::: EXTRACTED TEXT
Like so many California Progressives, Hearst grew rabidly isolationist in the 1920s and 1930s: another paradox given his obsession with European art, his 300-plus-room English castle, his almost yearly caravan tours in a procession of grand automobiles through the European countryside. Interestingly enough, a number of younger counter-factual historians are today agreeing with Hearst in his belief that World War I was an unnecessary catastrophe in European terms, a killing machine for young men in terms of Europe and the Commonwealth and, in American terms, a sucker-punch by the Anglo American establishment at the expense of a significantly German American and Irish American nation. And yet, despite his growing conservatism and isolationism, Hearst seemed untouched by the virus of anti-Semitism that also pervaded this country in the aftermath of World War I. He was, indeed, something of a philo-Semite whose newspapers long enjoyed the support of the urban Jewish middle and lower-middle classes.
::::::
— PROMPT —
Resume the passage on Hearst's isolationism and his attitude toward Jews, starting right after its final sentence. The records that follow were taken from a separate source and are unrelated to the passage.
::: RECORDED INFORMATION
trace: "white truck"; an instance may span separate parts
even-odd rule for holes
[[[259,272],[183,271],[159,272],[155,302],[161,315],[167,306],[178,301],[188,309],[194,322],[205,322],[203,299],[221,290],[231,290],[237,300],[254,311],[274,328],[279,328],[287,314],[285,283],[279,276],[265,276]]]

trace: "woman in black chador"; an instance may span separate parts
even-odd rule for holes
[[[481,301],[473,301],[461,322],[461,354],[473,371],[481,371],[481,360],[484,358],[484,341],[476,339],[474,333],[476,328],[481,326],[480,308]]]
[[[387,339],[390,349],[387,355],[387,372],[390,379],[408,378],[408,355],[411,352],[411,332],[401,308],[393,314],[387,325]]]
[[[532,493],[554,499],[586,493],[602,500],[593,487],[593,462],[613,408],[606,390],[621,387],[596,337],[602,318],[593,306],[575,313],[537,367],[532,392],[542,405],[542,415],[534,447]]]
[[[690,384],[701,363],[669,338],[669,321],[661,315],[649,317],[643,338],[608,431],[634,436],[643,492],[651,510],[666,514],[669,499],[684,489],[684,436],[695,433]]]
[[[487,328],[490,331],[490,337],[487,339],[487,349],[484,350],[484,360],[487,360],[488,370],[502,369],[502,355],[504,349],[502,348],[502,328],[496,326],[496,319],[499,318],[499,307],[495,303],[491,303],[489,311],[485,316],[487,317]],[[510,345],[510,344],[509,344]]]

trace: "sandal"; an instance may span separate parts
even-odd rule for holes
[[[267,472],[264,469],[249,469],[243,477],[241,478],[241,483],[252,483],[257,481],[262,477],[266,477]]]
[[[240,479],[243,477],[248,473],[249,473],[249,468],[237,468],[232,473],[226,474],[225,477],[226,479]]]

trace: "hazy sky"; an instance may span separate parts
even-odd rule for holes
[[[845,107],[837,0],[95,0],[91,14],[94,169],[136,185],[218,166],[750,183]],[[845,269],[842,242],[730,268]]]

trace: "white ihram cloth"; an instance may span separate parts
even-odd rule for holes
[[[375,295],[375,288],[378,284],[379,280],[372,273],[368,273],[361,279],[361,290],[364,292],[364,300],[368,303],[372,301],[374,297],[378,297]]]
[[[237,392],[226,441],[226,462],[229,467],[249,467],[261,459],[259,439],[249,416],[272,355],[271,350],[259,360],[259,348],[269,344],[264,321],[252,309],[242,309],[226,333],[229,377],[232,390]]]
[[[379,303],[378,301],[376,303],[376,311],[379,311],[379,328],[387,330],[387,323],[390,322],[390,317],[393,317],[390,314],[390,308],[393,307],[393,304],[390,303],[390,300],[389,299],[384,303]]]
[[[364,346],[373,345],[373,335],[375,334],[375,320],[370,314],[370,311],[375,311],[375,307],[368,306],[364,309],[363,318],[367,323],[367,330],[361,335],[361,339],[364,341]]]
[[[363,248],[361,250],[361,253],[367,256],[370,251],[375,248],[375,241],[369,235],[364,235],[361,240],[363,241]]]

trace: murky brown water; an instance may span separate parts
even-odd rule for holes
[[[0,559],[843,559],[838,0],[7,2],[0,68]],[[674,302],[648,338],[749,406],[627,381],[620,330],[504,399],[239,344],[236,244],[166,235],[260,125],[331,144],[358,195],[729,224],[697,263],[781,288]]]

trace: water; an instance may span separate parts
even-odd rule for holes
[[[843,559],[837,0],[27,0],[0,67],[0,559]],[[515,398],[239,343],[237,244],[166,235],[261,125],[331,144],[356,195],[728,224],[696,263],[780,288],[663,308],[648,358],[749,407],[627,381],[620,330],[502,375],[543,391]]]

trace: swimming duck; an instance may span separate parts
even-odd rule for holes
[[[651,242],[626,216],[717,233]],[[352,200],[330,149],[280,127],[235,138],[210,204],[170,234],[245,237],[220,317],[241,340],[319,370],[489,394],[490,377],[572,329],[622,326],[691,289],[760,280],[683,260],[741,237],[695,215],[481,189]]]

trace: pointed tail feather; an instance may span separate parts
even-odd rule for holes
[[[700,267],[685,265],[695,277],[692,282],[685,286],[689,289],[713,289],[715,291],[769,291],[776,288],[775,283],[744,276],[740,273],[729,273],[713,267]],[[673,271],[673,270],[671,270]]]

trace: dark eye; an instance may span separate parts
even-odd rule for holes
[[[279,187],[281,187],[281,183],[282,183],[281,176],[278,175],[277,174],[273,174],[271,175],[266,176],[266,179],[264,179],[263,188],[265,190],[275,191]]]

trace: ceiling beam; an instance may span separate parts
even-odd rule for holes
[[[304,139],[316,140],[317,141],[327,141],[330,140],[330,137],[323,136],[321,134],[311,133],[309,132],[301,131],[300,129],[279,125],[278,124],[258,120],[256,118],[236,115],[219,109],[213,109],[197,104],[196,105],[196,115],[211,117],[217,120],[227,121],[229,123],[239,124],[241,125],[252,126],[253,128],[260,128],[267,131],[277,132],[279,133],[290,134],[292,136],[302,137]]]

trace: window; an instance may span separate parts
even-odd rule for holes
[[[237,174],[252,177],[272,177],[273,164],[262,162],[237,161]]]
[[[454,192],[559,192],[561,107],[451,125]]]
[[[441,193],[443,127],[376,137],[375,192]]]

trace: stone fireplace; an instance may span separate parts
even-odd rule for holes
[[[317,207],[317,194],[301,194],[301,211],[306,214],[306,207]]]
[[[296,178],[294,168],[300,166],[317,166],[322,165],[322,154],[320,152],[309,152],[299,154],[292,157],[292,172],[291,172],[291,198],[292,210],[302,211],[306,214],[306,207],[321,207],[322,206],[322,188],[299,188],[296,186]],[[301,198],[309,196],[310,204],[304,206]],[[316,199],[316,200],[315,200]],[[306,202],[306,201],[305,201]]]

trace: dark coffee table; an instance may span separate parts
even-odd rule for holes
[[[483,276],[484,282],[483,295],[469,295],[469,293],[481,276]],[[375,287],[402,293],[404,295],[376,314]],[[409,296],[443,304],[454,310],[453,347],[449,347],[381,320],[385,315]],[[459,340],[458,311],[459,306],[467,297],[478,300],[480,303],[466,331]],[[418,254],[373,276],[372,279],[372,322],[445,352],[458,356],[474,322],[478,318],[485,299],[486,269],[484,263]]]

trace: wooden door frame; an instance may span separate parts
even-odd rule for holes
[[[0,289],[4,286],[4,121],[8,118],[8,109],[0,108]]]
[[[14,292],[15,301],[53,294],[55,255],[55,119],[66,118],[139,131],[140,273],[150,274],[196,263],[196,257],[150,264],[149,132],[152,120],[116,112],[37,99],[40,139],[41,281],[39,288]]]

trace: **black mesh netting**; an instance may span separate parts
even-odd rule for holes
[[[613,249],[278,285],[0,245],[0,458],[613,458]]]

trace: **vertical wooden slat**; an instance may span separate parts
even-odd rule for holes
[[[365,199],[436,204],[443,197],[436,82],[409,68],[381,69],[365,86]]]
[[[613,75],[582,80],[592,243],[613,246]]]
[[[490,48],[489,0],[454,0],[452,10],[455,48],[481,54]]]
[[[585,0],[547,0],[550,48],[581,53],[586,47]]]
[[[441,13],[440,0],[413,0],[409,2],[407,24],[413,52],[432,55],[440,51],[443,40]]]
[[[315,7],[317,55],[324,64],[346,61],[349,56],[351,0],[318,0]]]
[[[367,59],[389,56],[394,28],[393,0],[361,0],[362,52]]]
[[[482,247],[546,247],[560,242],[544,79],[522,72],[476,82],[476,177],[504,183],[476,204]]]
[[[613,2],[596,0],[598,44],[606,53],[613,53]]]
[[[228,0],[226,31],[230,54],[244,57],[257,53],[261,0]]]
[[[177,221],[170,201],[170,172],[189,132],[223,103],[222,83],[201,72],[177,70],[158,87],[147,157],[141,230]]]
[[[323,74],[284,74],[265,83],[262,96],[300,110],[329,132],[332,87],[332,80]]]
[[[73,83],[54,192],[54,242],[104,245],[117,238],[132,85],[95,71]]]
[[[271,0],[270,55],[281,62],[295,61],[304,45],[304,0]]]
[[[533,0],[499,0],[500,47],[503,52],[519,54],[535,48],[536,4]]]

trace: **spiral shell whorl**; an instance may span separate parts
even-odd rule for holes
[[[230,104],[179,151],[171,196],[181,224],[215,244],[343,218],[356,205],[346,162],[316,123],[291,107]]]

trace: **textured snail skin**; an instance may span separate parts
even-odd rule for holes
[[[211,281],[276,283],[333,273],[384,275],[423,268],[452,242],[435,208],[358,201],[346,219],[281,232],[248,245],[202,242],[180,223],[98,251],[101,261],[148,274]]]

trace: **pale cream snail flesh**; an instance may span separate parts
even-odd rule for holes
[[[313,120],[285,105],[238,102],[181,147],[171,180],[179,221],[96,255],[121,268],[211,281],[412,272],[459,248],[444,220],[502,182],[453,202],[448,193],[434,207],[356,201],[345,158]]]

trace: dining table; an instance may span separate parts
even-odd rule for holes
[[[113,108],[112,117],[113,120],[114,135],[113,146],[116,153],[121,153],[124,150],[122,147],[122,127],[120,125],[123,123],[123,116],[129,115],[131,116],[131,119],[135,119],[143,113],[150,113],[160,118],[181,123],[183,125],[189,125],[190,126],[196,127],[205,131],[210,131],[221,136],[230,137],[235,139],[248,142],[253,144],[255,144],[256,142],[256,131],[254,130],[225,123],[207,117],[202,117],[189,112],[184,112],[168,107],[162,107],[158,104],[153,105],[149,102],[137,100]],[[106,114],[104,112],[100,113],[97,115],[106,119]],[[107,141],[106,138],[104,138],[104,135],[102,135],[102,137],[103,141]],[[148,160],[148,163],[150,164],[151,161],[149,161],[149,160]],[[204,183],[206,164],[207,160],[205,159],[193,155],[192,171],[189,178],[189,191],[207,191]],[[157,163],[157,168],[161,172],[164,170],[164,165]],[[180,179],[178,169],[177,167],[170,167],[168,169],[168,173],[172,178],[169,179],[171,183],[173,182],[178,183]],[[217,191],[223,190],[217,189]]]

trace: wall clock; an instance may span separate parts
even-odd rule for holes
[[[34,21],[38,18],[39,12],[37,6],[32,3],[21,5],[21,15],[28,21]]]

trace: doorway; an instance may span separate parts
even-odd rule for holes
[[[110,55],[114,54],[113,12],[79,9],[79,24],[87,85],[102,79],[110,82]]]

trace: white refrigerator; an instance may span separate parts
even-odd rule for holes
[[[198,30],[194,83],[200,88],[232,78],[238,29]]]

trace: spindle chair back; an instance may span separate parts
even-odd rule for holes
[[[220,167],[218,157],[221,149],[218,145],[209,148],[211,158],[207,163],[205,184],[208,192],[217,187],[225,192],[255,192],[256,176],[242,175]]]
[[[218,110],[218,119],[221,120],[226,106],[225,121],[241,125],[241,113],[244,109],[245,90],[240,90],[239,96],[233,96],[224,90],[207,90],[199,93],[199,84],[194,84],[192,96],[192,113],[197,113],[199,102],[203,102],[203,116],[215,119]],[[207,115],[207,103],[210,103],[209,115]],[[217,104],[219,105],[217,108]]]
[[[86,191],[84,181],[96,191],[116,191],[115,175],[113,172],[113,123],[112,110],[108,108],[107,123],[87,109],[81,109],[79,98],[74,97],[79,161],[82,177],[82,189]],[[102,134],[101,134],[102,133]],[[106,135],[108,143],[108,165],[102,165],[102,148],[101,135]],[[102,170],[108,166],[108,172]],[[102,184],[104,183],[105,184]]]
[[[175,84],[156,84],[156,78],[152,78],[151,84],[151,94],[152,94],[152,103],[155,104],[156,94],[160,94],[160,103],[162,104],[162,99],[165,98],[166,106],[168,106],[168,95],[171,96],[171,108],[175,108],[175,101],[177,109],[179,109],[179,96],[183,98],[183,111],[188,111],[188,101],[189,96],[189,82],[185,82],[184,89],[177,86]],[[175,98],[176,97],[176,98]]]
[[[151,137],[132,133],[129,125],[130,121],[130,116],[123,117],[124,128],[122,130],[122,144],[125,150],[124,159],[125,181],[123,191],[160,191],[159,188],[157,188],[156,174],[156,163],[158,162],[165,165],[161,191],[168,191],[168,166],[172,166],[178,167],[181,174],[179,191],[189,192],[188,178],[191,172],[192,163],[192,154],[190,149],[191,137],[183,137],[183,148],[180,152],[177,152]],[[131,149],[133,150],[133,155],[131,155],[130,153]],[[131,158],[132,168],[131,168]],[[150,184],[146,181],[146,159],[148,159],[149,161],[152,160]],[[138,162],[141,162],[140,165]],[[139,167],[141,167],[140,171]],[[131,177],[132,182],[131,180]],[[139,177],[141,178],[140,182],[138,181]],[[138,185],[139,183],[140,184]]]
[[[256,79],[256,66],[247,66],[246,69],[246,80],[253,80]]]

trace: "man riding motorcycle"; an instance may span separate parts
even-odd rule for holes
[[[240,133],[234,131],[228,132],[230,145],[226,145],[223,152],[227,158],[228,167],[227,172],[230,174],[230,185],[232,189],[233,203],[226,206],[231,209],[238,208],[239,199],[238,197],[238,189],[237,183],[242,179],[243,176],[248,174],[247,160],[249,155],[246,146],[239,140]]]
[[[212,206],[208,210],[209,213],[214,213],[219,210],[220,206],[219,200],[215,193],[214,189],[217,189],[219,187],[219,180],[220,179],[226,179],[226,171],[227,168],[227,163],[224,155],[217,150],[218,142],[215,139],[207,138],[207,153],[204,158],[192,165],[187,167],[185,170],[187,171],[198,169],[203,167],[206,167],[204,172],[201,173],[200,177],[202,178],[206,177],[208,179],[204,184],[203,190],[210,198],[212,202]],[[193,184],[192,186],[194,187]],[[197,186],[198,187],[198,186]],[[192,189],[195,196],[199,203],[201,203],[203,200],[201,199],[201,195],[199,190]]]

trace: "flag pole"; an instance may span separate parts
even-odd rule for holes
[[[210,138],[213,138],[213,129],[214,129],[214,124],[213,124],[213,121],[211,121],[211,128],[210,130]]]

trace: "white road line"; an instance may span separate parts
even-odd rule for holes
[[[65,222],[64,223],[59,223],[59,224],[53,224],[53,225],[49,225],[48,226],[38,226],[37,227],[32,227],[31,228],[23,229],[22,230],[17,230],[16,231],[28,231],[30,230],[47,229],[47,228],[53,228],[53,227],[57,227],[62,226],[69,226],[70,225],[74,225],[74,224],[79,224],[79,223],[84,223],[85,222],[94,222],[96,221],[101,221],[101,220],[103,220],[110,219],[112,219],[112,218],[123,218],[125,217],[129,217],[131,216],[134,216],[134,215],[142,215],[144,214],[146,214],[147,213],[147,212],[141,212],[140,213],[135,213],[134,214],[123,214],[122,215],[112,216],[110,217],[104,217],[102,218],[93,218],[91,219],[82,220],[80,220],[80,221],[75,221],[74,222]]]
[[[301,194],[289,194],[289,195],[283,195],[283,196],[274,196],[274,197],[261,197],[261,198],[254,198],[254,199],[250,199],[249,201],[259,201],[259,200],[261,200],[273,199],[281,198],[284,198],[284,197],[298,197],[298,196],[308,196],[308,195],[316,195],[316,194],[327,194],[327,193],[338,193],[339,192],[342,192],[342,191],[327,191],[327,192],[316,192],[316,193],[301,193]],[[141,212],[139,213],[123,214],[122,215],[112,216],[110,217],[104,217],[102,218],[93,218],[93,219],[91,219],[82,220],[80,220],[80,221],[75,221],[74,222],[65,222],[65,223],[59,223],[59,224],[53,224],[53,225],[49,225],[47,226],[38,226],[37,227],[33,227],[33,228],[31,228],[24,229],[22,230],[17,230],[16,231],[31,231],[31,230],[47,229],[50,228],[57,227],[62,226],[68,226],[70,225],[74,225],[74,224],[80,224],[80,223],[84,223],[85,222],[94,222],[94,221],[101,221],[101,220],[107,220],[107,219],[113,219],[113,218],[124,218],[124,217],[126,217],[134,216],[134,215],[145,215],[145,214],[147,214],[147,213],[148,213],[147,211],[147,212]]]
::::::
— ANSWER BOX —
Hearst remains hard to like, finally, because he accumulated so much power at the expense of others, including any bank foolish enough to lend him money. He was, simply, a narcissist and a spendthrift, a parvenu and a philistine, a source of ceaseless agitation and a bully. He was also a genius of sorts: a man who continues to fascinate the collective American imagination because in the sprawling panorama of his life and achievement, we can see the beginnings of those media consolidations, that rage for entertainment, that equation of boredom with death itself that has so profoundly conditioned modern life.